Problem description: In the records below, find every line that contains "pixel" and list it.

Records supplied:

..............................

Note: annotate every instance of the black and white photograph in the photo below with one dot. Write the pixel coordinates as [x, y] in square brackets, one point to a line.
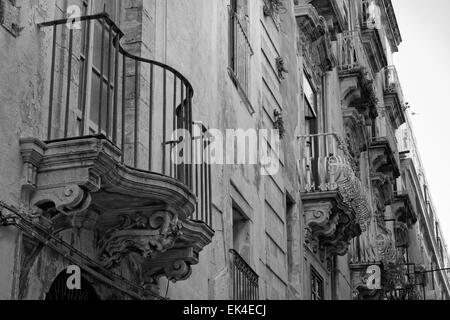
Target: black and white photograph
[181, 152]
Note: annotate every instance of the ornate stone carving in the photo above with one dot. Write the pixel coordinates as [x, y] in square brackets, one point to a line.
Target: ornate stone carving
[145, 235]
[69, 201]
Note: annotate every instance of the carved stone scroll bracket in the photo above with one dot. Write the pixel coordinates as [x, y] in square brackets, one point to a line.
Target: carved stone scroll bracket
[69, 200]
[146, 235]
[330, 224]
[360, 277]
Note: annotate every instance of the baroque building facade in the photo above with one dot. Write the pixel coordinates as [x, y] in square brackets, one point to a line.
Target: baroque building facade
[91, 92]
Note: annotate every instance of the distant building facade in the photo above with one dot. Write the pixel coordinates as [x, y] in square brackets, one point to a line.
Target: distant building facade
[100, 99]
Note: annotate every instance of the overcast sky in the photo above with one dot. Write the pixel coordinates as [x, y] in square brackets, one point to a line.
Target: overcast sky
[423, 64]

..............................

Solved problem:
Note: annotate every instance of the black and white photograph in the photo below with one dot. Write the pixel coordinates as [x, y] in square brackets, one point to a line.
Note: annotate every instance of the ornate stone carving in the photo above with one dot. Write the pixel coordinates as [x, y] in square brackets, one point to a line.
Note: annotate every instance of the carved stone scroll bracket in the photo above with one dot. Write the pixel coordinates as [x, y] in square brackets, one point to a line.
Note: annotate every instance of the baroque building facade in the photo above with one dot. Write the pixel coordinates as [x, y] in square brackets, one point to a line.
Note: annotate every instance of the distant building facade in the photo above with one dot. Write the pixel coordinates as [x, y] in square brackets, one point to a line.
Note: annotate every instance of the overcast sky in the photo above with one dot. Write the pixel coordinates as [x, y] in square brackets, one point to a line.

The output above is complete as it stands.